PASSAGE FOR REVIEW
__________________________________________________
Flying with epilepsy is usually safe for patients especially if they take the necessary precautions beforehand. Nonetheless, there are certain risk factors such as jet lag that can cause a seizure. Thus, it is best to be accompanied by a medical escort or to fly on a chartered medical flight by Medical Repatriation UK.
Is flying with epilepsy safe?
Generally, the answer to ‘Can someone with epilepsy fly’ is “Yes.” Flying for epileptic patients is generally low-risk and with the proper precautions and management strategies, flying on a commercial plane is usually not an issue.
According to the general guidelines by IATA, flying is not a problem if your seizures are usually well-controlled. However, the association recommends that you get medical clearance to fly if you have had a tonic-clonic seizure less than 24 hours before your flight. Moreover, the situation is different for patients with refractory or uncontrolled epilepsy. In these cases, your doctor will have to assess your situation before the flight to determine whether you are fit-to-fly.
Important note: Most airline companies follow IATA regulations when it comes to allowing epileptic patients on board.
Precautions to take when flying with epilepsy
Besides getting their doctor’s recommendation, there are certain precautions that you should take when travelling with epilepsy to ensure a safe and smooth journey.
Here are precautions that you should take when travelling with epilepsy:
Check regulations about your medications
While your medications might be essential during the trip, certain countries have different rules with regards to medicines, even if they are over-the-counter in the UK. Some countries might not allow the drugs while others would require proof that they are being used for medical purposes. Always carry your prescriptions or a doctor’s note with you.
Apply for the GHIC if you are travelling to European countries
The Global Health Insurance Card (GHIC) is the equivalent of the European Health Insurance Card (EHIC). It allows those in the UK to access state-provided healthcare in European countries. While a GHIC does not involve any fee, it does not cover all medical charges.
Take travel insurance for epileptic patients
Since the GHIC is restricted to European countries and it does not cover everything, it is important that you take travel insurance covering epileptic treatments abroad. Inform your insurance company about your condition before taking the insurance.
Check your vaccinations and anti-malaria drugs
Before getting vaccinations or drugs before travelling, check whether it might cause a negative reaction or a seizure. For instance, certain anti-malaria drugs are not suitable for epileptic patients.
Change your medication time in case of a time difference
If there is a significant time difference between your current location and destination, you will have to gradually change your medication time, following the advice or recommendation of your doctor.
Wear an epilepsy ID
Wearing identity jewellery or an epilepsy ID card will help people around you understand if you are having a seizure and they will be able to help you out.
__________________________________________________
RECORDS
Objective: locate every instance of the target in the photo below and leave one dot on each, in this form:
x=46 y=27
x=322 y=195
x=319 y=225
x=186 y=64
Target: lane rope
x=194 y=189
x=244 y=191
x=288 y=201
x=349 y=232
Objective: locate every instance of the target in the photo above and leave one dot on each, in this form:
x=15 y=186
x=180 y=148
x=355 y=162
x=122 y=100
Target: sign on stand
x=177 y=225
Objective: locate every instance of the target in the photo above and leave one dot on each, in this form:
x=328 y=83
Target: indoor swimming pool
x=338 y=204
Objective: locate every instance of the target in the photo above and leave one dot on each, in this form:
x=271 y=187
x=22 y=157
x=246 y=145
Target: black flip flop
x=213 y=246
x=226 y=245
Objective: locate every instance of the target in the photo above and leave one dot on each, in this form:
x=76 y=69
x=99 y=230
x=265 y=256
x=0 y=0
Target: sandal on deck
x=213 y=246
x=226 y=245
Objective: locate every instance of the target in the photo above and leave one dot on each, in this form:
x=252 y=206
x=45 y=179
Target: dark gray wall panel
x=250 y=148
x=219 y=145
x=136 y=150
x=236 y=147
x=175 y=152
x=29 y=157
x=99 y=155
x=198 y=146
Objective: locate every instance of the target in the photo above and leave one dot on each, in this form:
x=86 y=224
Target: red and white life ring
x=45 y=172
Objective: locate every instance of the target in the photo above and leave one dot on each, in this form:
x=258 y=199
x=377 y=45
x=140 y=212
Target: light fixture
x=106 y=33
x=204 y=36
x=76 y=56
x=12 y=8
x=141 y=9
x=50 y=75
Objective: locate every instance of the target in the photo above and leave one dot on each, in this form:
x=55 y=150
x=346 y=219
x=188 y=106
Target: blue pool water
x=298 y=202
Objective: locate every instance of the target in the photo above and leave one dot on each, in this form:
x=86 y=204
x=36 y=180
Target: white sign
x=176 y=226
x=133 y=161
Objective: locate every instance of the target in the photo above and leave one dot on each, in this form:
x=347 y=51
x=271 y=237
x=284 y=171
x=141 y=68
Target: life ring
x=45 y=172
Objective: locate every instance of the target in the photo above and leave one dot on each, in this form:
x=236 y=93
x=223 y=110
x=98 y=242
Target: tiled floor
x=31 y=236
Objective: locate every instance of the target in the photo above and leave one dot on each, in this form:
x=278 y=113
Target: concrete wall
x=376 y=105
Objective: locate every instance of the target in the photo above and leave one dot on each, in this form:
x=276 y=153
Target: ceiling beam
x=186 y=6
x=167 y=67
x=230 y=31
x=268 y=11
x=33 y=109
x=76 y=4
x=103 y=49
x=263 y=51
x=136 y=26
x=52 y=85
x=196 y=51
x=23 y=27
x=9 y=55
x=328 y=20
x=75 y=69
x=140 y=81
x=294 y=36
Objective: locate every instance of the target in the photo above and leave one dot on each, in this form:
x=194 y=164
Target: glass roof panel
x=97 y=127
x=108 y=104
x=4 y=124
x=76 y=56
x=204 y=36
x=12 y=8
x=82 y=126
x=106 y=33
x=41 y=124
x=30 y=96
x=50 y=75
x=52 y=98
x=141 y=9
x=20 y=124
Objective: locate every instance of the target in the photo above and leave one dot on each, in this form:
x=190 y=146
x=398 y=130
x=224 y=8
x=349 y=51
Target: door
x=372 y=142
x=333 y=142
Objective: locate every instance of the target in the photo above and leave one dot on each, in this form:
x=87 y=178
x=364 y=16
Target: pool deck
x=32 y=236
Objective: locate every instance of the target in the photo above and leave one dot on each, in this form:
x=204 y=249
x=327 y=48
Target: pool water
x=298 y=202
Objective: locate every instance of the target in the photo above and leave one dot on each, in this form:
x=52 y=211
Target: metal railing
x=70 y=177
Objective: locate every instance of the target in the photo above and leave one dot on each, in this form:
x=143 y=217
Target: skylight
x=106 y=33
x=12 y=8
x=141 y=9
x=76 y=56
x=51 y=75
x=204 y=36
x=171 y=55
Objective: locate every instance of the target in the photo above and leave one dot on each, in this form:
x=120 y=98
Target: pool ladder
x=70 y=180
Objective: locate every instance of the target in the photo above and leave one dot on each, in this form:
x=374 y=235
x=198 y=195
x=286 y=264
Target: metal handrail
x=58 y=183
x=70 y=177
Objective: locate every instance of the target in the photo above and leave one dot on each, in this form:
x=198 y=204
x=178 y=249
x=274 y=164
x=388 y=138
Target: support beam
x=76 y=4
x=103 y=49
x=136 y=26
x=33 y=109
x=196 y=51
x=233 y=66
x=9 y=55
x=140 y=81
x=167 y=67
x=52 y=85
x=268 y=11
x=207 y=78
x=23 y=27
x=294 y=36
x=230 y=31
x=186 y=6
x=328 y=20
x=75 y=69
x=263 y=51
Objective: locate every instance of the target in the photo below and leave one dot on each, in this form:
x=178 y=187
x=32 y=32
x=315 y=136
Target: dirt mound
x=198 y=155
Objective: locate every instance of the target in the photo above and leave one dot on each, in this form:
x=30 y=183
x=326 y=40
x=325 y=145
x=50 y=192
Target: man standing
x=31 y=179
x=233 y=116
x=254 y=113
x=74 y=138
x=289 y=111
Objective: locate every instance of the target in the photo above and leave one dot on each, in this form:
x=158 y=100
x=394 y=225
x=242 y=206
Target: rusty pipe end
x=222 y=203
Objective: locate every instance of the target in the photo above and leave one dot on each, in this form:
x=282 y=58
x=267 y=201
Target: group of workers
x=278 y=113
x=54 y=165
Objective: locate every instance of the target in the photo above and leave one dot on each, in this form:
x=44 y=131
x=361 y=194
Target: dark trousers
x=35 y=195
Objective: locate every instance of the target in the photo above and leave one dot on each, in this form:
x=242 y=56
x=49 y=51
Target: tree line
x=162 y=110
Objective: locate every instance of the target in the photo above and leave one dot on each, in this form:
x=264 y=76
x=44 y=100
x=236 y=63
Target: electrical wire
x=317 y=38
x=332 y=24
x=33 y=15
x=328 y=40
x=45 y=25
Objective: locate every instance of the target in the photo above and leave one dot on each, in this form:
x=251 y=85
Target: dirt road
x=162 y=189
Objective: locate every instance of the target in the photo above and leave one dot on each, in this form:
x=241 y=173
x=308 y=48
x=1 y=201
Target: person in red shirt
__________________________________________________
WHAT YOU NEED TO DO
1: In the text on flying with epilepsy, when does IATA recommend getting medical clearance to fly?
2: Say whether each statement agrees with the text on flying with epilepsy, and quote the words that decide it: (a) A GHIC costs a fee. (b) Some anti-malaria drugs are not suitable for epileptic patients. (c) Most airline companies follow IATA regulations on allowing epileptic patients on board.

ANSWERS TO THE EXERCISE
1: When you have had a tonic-clonic seizure less than 24 hours before your flight.

2:
(a) No: "While a GHIC does not involve any fee"
(b) Yes: "certain anti-malaria drugs are not suitable for epileptic patients"
(c) Yes: "Most airline companies follow IATA regulations when it comes to allowing epileptic patients on board"